(PROBLEM STATEMENT):
Print exactly the lines from the one containing "Objective: for every instance of the hanging" through the last line of the listing, both included.

(Named-object pointing records):
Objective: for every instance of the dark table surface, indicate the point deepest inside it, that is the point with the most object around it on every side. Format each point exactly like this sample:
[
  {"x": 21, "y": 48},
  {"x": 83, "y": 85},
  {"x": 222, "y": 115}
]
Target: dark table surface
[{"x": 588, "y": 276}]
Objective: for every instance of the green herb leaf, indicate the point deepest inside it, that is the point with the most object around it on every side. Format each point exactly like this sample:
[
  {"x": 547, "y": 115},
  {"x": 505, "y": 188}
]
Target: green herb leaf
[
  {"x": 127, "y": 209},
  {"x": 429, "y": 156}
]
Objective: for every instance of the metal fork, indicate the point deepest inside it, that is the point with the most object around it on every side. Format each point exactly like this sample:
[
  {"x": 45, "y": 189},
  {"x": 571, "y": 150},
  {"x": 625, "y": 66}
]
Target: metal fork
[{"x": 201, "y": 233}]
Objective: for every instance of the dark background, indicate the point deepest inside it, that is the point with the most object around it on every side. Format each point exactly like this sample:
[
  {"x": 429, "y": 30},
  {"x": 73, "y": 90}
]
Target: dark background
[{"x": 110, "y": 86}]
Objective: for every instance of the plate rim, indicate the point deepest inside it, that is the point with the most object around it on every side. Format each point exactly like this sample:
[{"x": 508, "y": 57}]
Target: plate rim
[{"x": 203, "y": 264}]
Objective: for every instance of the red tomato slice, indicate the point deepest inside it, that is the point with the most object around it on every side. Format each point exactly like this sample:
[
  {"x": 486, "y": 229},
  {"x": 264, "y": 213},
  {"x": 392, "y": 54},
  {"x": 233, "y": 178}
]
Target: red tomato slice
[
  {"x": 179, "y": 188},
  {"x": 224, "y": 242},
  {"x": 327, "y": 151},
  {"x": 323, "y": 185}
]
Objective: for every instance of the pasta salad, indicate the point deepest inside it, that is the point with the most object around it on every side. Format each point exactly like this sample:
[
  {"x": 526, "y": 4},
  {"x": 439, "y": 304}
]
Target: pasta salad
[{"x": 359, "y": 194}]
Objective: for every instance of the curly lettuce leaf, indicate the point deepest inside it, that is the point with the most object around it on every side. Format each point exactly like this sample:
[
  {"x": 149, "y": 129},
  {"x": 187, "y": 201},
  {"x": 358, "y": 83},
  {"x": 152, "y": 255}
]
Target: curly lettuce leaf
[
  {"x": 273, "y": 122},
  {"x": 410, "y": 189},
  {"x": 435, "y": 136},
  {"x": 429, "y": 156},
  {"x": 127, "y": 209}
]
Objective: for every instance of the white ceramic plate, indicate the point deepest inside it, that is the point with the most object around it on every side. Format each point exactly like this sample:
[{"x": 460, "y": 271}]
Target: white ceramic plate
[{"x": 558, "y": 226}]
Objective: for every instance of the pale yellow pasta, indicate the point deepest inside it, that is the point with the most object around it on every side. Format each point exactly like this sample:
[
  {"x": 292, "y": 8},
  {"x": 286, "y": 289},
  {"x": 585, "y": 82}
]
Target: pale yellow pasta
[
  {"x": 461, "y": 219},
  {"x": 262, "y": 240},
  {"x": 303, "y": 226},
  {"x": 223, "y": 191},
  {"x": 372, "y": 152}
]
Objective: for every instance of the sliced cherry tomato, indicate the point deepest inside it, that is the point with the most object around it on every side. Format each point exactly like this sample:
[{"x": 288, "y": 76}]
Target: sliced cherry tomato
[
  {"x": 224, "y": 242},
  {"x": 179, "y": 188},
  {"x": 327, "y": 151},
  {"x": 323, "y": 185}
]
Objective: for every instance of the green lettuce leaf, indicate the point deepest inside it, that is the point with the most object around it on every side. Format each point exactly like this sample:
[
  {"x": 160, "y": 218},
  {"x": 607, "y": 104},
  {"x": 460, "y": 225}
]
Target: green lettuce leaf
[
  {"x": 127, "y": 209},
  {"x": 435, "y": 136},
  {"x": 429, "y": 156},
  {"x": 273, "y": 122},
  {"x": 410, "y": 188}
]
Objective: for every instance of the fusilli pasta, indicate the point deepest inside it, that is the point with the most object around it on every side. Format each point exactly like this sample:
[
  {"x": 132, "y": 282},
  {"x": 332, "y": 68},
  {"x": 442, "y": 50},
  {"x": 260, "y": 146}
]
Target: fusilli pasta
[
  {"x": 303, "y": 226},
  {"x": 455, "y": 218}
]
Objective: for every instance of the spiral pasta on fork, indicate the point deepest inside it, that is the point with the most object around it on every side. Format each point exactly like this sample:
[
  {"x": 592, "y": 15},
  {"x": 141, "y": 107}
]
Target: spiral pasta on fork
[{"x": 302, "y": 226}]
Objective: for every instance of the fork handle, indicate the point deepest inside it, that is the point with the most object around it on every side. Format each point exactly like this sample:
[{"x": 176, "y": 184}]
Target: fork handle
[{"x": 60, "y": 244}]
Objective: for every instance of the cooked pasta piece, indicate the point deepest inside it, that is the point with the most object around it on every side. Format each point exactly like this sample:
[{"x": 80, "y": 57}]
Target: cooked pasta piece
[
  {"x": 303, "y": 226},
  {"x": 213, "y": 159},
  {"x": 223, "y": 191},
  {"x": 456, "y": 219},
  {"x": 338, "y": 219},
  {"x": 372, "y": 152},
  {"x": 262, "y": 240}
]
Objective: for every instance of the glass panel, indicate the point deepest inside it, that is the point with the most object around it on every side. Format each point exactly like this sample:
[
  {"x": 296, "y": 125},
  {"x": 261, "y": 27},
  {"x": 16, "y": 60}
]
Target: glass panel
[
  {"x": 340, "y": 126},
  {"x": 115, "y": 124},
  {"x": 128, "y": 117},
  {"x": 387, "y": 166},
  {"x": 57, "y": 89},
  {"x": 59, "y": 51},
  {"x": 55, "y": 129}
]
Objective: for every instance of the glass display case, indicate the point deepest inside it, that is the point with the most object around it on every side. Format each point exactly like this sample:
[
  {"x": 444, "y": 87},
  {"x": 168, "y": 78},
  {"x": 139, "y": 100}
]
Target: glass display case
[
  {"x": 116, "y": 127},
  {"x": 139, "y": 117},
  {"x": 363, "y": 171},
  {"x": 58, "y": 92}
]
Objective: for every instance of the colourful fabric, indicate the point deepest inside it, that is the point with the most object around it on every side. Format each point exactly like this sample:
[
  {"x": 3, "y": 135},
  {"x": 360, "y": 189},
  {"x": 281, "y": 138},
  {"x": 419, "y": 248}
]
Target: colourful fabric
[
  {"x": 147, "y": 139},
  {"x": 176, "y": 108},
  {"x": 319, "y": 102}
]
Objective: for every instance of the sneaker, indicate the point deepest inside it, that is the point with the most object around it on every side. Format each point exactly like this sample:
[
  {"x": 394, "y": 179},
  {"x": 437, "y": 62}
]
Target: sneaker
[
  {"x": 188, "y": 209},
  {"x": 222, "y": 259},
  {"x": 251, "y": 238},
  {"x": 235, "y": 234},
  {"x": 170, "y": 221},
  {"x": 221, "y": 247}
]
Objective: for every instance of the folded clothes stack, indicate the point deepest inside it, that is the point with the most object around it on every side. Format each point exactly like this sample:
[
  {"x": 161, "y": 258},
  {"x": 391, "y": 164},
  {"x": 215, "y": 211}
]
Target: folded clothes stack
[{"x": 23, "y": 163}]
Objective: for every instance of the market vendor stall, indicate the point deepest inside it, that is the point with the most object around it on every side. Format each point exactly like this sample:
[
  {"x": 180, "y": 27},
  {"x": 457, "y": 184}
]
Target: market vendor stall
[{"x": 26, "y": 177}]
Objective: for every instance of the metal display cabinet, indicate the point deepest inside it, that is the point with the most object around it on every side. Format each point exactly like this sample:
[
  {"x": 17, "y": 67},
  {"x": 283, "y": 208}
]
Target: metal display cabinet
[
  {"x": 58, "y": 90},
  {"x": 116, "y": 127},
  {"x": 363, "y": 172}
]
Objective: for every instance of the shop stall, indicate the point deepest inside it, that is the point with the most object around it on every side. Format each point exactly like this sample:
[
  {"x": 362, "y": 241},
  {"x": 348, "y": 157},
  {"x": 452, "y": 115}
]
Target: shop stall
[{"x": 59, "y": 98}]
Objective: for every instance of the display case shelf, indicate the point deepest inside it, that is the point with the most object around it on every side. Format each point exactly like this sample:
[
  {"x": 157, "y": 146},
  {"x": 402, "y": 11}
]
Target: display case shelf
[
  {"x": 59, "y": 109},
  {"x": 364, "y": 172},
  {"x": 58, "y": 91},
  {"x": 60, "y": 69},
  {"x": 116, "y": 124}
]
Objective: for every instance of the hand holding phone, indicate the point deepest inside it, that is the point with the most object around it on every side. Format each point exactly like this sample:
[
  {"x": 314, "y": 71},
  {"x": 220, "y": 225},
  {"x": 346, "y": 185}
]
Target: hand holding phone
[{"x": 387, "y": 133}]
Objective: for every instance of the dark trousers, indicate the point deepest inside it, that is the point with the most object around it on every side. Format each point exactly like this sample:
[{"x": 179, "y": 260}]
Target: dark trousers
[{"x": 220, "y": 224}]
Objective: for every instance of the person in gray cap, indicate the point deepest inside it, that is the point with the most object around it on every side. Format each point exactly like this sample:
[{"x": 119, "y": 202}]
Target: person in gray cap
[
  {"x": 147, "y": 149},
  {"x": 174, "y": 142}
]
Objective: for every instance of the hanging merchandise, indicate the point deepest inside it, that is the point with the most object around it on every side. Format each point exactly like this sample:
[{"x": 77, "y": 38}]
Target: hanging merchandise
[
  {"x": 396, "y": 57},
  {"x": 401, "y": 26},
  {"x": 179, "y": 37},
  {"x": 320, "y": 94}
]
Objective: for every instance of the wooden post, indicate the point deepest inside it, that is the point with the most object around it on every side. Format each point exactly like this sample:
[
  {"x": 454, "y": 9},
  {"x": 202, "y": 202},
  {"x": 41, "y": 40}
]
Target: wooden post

(SOLUTION):
Objective: for every instance of the hanging merchandise, indicate the point deepest inside it, that is the point with the most object around it on every side. Format each point exactly like this sample:
[{"x": 77, "y": 38}]
Target: hanging merchandise
[
  {"x": 396, "y": 57},
  {"x": 401, "y": 26},
  {"x": 179, "y": 37},
  {"x": 320, "y": 94}
]
Objective: for every instance of the wooden post, indicate the point deepest inside it, that is the point with the most object around it on every side. Format each point exactly like this sample:
[
  {"x": 454, "y": 9},
  {"x": 202, "y": 202},
  {"x": 41, "y": 40}
]
Target: wooden post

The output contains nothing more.